- [Passage given]:
Hacker News new | ask | show | jobs
by golergka 1121 days ago
That's literally 300 something lines. I'm buffled, 5k PRs aren't that rare at work.
7 comments

You genuinely review 5k LOC PRs?

If I was doing a proper review of a PR that big and making sure you understand how everything works that would easily take multiple days and generate 10s-100s of comments.

In reality I would flat out refuse to review it. Even 1k is very large without being broken down.

The only time I see PRs that big at work are cleanups (E.g. deleting whole directories), automated linting changes across the whole codebase and large structural refactors (E.g. changing directory structure).

Almost every time I’ve reviewed a 1k+ LOC PR, even if it’s from a really experienced and good engineer, it has introduced a bug. Obviously I’m not gonna say it at work, but changes that big are too hard to properly review and consider all side effects and gotchas
It's also more difficult to bisect to find the actual bug. Small commits have a lot of advantages.
What is being changed matters.

To use an analogy: if you wanted to reupholster my car seats, or spice up the radio panel, sure knock yourself out - I'll come check when it's done. But if you were to as much as think about tightening or loosening a single screw anywhere near the engine block, believe me I will be paying very close attention to what you're changing.

That would be a reason to never accept the PR; not to auto-accept it.
I’d hate to work there. I’d rather review small chunks and merge often than review 5k lines that could be built on a shaky foundation/idea
Best team I've ever worked with. 5k was on the larger side, sure, but technically difficult tasks often just can't be split into a series of smaller pull requests.
I am always amazed that many people with significant experience are so resistant to this idea. For what it's worth, my experience matches yours entirely: many significant changes can't be meaningfully committed in small chunks, they only make sense as an all in one.

- [Problem 1]:
Answer these questions about the thread on large pull requests:
(a) Which three kinds of change does one commenter name as the only times PRs that big appear at work?
(b) Besides review, what does another commenter say large changes make more difficult?
(c) In the car analogy, what action near the engine block would draw very close attention?

- [Material supplied]:
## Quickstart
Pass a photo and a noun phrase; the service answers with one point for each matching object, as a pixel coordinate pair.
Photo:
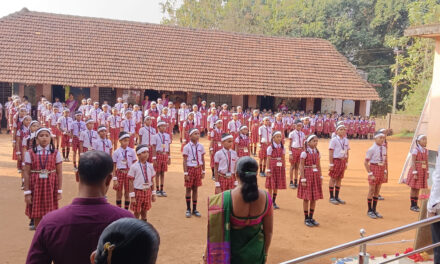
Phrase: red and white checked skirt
(338, 169)
(277, 180)
(123, 180)
(143, 201)
(226, 183)
(65, 141)
(161, 163)
(296, 154)
(378, 173)
(262, 154)
(195, 177)
(313, 189)
(422, 178)
(44, 195)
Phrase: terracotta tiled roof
(84, 52)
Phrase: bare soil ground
(183, 240)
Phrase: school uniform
(77, 128)
(277, 166)
(161, 142)
(376, 155)
(86, 138)
(297, 146)
(43, 181)
(142, 176)
(265, 134)
(226, 161)
(103, 144)
(66, 125)
(340, 149)
(147, 133)
(242, 143)
(129, 126)
(216, 138)
(114, 124)
(312, 173)
(194, 154)
(123, 159)
(421, 169)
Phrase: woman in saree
(240, 221)
(72, 104)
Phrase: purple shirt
(70, 234)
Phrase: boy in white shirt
(141, 183)
(194, 170)
(224, 169)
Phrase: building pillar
(252, 101)
(237, 100)
(309, 104)
(21, 90)
(94, 93)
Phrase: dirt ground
(183, 240)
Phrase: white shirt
(124, 157)
(234, 126)
(66, 123)
(87, 137)
(194, 152)
(161, 140)
(340, 147)
(226, 159)
(147, 134)
(104, 145)
(297, 138)
(142, 174)
(265, 133)
(374, 154)
(433, 205)
(28, 160)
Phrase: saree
(233, 246)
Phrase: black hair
(247, 168)
(94, 166)
(141, 146)
(130, 241)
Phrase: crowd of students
(139, 139)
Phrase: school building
(52, 54)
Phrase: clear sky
(132, 10)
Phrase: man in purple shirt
(70, 234)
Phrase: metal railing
(364, 240)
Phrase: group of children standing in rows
(139, 173)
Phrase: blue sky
(132, 10)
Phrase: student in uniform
(102, 143)
(87, 137)
(194, 170)
(78, 126)
(224, 170)
(123, 158)
(310, 188)
(114, 126)
(161, 156)
(338, 157)
(375, 161)
(242, 142)
(65, 125)
(141, 184)
(419, 172)
(276, 174)
(297, 138)
(215, 144)
(43, 176)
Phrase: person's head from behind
(94, 171)
(247, 168)
(127, 240)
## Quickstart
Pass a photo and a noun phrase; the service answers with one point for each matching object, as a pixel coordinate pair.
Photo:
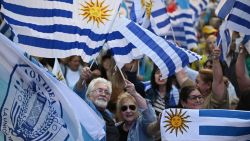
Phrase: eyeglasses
(126, 107)
(193, 98)
(100, 91)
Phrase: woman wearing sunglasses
(135, 114)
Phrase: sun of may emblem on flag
(149, 5)
(176, 121)
(96, 11)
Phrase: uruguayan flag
(167, 56)
(61, 28)
(198, 6)
(159, 19)
(122, 50)
(36, 106)
(6, 30)
(178, 34)
(205, 125)
(185, 18)
(151, 14)
(81, 27)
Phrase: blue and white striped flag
(179, 35)
(6, 30)
(198, 6)
(239, 15)
(160, 21)
(122, 50)
(36, 106)
(185, 17)
(167, 56)
(38, 21)
(205, 125)
(61, 28)
(151, 15)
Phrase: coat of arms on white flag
(36, 106)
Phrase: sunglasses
(125, 108)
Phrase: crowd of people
(131, 100)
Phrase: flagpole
(123, 77)
(172, 29)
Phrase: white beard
(101, 103)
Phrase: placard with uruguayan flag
(61, 28)
(205, 125)
(36, 106)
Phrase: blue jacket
(138, 131)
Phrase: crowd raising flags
(65, 27)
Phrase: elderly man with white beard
(97, 96)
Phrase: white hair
(92, 84)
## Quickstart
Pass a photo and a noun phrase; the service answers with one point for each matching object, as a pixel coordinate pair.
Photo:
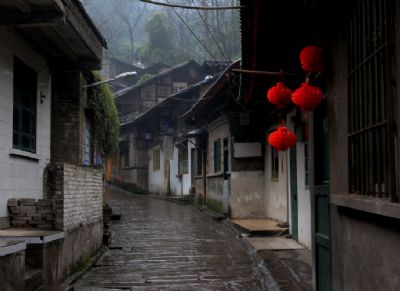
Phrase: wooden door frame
(312, 187)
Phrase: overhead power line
(192, 7)
(194, 34)
(212, 35)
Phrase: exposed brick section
(78, 195)
(4, 222)
(27, 212)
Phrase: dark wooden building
(353, 138)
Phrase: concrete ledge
(31, 236)
(24, 154)
(368, 204)
(10, 247)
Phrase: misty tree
(135, 33)
(160, 46)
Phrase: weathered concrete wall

- [Problem 2]: In the listing, change "concrete" to "stone" in the stretch from the line containing "Phrase: elderly man with white beard" through the end of the listing, and give those lines again with everything else unchanged. Leave the pictures out of your answer.

- [Worked answer 1]:
(a) Cleanups such as deleting whole directories, automated linting changes across the whole codebase, and large structural refactors such as changing directory structure.
(b) Bisecting to find the actual bug.
(c) Tightening or loosening a single screw anywhere near the engine block.

- [Worked answer 2]:
Phrase: elderly man with white beard
(97, 96)
Phrase: white hair
(92, 84)
## Quickstart
Pass a photo and a noun phrase; the service answers with one point for each matching object, as a pixel coordinate pair.
Photo:
Phrase: wooden door frame
(312, 187)
Phrase: overhead power line
(192, 7)
(194, 34)
(212, 35)
Phrase: exposed brick section
(78, 195)
(4, 222)
(27, 212)
Phrase: dark wooden building
(353, 138)
Phrase: stone ledge
(31, 236)
(24, 154)
(368, 204)
(10, 247)
Phrase: misty tree
(135, 33)
(160, 46)
Phrase: weathered stone wall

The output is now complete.